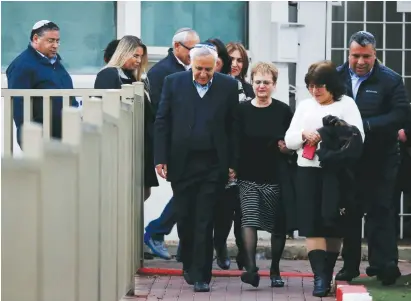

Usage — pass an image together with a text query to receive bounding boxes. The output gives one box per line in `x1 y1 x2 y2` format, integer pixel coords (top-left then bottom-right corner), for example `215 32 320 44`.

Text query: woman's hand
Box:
302 131 321 146
228 168 237 181
278 140 293 155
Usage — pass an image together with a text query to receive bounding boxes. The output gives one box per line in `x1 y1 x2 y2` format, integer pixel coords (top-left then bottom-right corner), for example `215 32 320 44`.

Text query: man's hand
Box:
278 140 292 155
398 129 407 143
228 168 236 181
156 164 167 179
303 131 321 146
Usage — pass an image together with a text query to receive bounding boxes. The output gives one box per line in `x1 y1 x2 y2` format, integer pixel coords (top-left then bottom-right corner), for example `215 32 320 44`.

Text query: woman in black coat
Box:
94 36 159 200
226 42 255 100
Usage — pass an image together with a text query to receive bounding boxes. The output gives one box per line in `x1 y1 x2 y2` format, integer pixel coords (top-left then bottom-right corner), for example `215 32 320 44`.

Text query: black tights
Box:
241 227 285 276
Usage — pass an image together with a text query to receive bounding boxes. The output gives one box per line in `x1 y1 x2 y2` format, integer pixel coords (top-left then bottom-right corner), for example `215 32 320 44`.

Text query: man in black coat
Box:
154 44 238 292
336 31 410 285
144 28 200 259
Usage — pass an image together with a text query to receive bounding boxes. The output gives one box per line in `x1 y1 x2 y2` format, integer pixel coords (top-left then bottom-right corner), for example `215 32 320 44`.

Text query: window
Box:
141 1 248 47
1 1 116 74
331 1 411 95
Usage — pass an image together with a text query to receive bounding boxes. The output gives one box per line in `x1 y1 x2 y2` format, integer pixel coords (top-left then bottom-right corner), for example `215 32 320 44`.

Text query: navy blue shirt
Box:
6 45 78 129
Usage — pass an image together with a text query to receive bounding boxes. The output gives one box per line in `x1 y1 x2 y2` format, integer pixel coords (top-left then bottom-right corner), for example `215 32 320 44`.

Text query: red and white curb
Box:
335 281 372 301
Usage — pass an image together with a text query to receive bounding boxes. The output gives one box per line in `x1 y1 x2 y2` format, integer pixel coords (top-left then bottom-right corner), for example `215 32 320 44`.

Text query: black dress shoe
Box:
377 263 401 285
270 275 284 287
335 268 360 281
241 269 260 287
235 253 245 271
365 266 380 277
313 275 329 297
194 282 210 293
215 245 231 270
176 244 182 262
217 257 231 270
183 271 194 285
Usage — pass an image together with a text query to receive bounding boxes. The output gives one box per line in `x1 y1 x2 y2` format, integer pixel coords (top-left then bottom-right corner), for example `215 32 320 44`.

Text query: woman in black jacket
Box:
94 36 159 200
226 42 255 100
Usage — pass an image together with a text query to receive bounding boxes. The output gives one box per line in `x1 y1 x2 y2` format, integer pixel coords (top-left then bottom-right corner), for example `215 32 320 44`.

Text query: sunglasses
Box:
253 80 273 86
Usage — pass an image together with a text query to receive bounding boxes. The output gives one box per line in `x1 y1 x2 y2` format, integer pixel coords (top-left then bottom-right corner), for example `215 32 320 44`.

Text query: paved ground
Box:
124 259 411 301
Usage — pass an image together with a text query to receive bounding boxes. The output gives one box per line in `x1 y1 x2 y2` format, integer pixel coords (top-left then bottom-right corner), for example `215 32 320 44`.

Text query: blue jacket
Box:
6 45 78 136
337 61 410 158
147 48 186 113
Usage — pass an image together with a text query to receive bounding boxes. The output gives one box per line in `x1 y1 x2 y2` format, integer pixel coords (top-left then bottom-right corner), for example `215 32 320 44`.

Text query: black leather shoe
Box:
270 275 284 287
235 253 245 271
176 244 182 262
313 275 329 297
335 268 360 281
183 271 194 285
377 263 401 285
217 257 231 270
216 245 231 270
365 266 380 277
194 282 210 293
241 270 260 287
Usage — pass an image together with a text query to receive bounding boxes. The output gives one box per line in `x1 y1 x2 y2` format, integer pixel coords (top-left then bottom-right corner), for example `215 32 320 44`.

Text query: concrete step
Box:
144 238 411 262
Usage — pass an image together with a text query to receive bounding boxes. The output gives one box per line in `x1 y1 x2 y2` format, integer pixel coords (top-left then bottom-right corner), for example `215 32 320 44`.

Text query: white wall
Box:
296 1 327 104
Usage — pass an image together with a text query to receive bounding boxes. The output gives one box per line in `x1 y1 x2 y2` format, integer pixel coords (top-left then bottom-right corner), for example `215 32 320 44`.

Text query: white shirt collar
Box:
173 53 190 70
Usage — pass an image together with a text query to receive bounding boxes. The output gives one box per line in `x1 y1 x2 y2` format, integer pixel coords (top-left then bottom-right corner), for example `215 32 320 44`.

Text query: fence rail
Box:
1 83 144 301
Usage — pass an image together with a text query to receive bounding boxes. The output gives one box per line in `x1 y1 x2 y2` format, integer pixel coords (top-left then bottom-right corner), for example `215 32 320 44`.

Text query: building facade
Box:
1 1 411 238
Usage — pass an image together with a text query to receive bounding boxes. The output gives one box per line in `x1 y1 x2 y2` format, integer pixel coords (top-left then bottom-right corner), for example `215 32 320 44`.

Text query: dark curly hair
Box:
304 61 346 101
104 40 120 63
206 38 231 74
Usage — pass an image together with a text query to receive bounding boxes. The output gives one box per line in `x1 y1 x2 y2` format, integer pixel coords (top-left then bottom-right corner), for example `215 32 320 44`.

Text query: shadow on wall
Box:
0 97 23 158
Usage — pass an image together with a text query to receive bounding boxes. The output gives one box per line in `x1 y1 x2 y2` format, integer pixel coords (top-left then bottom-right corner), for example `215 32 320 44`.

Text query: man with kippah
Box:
6 20 78 145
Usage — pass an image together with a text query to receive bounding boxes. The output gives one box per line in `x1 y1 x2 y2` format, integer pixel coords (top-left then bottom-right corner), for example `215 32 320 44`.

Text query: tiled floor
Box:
124 260 411 301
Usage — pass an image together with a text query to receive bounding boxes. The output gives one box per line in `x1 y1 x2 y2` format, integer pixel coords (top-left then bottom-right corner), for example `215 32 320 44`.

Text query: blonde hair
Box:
226 42 249 81
104 36 148 81
251 62 278 83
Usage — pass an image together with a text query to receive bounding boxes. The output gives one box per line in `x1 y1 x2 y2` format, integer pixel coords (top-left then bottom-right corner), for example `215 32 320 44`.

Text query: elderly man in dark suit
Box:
144 27 200 259
154 44 238 292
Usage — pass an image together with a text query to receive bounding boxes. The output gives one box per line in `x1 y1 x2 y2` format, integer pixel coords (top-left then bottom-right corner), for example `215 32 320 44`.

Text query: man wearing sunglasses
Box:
6 20 78 145
144 28 200 259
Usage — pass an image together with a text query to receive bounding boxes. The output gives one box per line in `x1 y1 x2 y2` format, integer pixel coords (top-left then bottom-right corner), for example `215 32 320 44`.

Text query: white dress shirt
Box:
284 95 365 167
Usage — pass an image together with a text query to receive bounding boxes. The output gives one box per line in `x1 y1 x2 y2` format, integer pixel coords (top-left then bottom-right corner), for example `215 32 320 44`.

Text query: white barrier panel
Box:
2 84 144 301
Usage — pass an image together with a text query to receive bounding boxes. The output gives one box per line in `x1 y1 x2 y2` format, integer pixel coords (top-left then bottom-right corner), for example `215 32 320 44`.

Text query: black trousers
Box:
171 152 228 283
342 155 399 271
214 185 242 251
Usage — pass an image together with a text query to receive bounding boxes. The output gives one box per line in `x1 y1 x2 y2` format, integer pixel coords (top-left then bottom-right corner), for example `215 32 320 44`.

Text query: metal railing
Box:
2 83 144 301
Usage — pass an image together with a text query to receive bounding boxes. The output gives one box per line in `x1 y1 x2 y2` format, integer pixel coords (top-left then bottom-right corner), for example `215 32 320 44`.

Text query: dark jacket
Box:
6 45 78 140
398 116 411 193
147 48 186 113
154 71 238 182
337 61 410 157
316 115 363 226
239 79 255 99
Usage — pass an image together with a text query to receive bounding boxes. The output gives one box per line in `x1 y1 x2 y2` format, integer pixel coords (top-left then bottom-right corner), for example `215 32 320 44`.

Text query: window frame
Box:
1 1 251 88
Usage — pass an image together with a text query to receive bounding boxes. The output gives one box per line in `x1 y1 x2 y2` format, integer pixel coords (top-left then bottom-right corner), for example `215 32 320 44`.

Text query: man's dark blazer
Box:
154 70 238 182
337 60 410 156
147 48 186 112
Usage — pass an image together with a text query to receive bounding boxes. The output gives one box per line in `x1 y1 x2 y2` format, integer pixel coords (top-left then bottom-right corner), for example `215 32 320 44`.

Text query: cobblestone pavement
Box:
124 259 411 301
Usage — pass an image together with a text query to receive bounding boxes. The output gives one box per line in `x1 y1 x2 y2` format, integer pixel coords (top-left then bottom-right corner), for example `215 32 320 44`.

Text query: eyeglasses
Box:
193 44 217 52
41 38 60 45
307 84 326 90
179 42 194 51
253 80 273 86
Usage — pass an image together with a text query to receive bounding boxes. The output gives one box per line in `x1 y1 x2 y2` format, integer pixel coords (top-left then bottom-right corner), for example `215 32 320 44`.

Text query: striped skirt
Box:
238 180 284 234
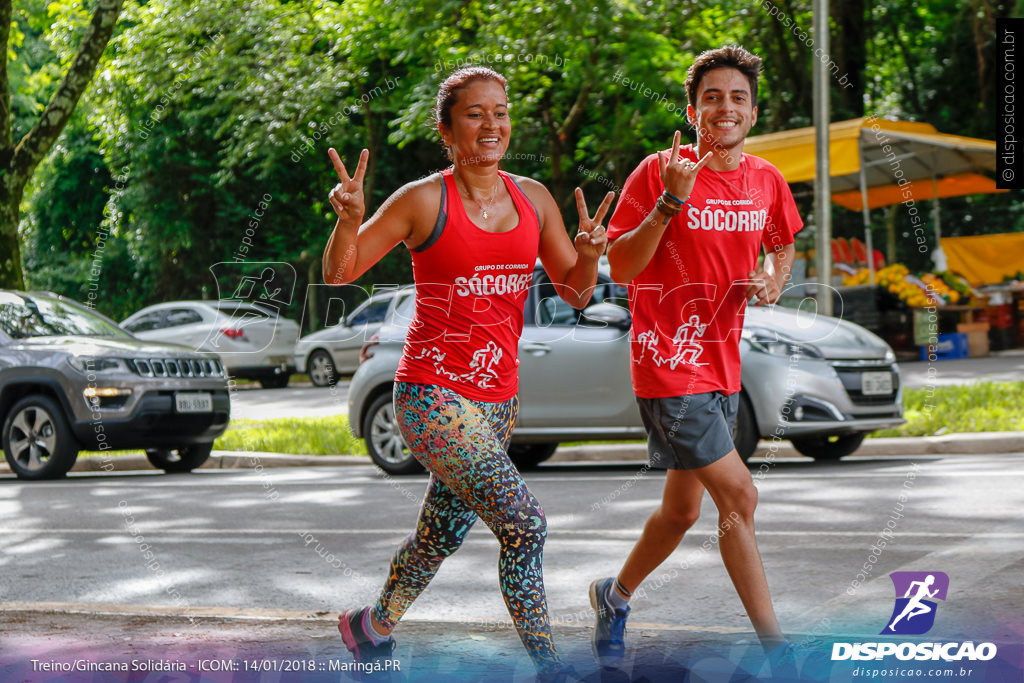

**Goal:**
Retype the lines of the data above without changes, starting with the first line of the data and going on through the line containing "241 227 285 276", both ends included. Leave the pictures out of your answer.

**Task response:**
Usage — pass an image together with a text query to receive bounding boxes. The output gives one box per line in `x1 y1 x2 y2` format, integer pixel coords (top-left then bottom-right corner), for example `215 32 320 44`.

Text query: woman's hand
Box:
302 131 321 146
228 168 237 181
278 140 293 155
Usage — pass an image together with a text query to receive bounding boxes. The output gives one box per line in `x1 y1 x2 y2` format, integer pixel coords (top-left then bottom-right corner), for example `215 32 320 44`.

Text query: man's hand
Box:
278 140 292 155
398 129 407 143
228 168 236 181
156 164 167 179
303 131 321 146
Usage — pass an image together with a text query to receive bounding boxes. The output gives one box per line in `x1 y1 x2 y2` format, integer pixel coords (top-left then bottom-right corner), for example `215 32 320 44`.

Text query: woman in black coat
Box:
94 36 159 200
226 42 255 100
Usage — pass an image together with a text query to receive bounding boxes. The output gives one box per line in `x1 y1 x2 y2` format, integer pixel coords (top-left then bottom-right corner), for example `215 32 320 44`.

Text query: black tights
Box:
241 227 285 276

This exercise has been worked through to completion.